### Given exercise
Reproduce the lines below with every occurrence of "boat railing" swapped for "deck rail" and nothing else altered. Omit the pictures from your output.

### Data shown
%%
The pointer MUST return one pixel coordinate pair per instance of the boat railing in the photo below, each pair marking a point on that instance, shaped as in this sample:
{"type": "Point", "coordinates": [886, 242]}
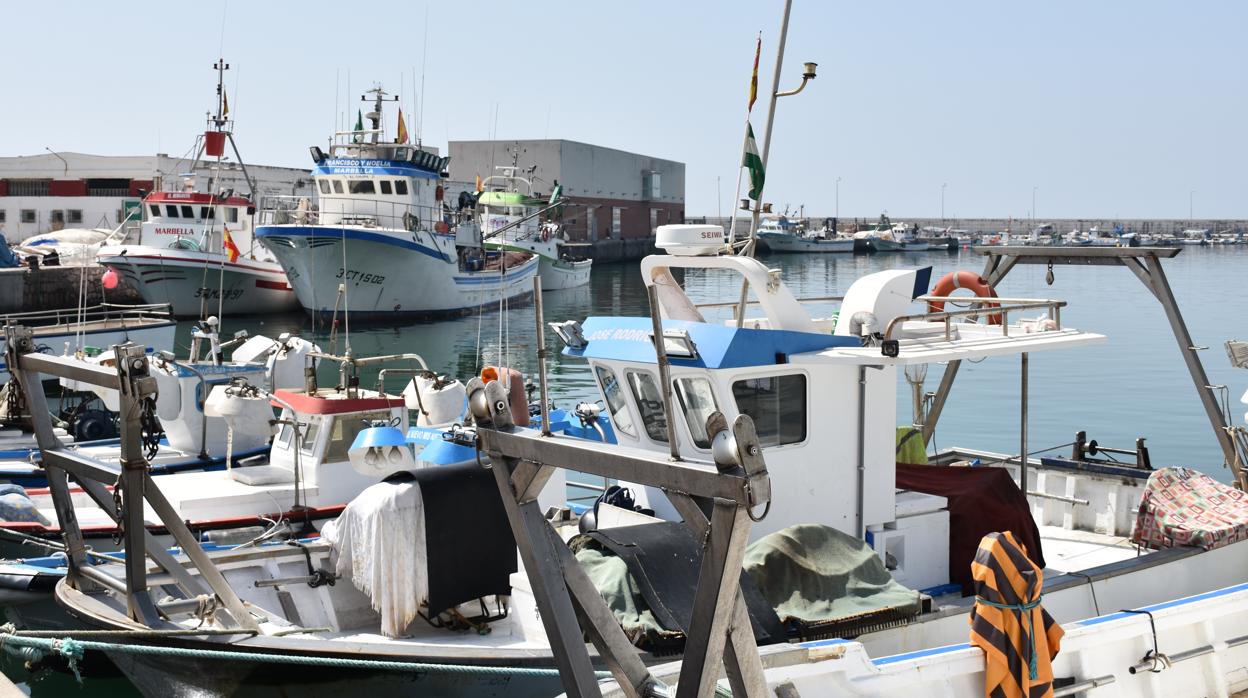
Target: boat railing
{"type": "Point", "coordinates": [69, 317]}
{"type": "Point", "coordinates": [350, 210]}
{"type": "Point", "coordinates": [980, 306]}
%%
### Response to this exercise
The pointer MUST return one pixel coordinate pair per instance of the deck rail in the photo below, each pair marking a point on that instance, shaped as in this sample:
{"type": "Point", "coordinates": [886, 242]}
Target: deck rail
{"type": "Point", "coordinates": [69, 317]}
{"type": "Point", "coordinates": [350, 210]}
{"type": "Point", "coordinates": [980, 306]}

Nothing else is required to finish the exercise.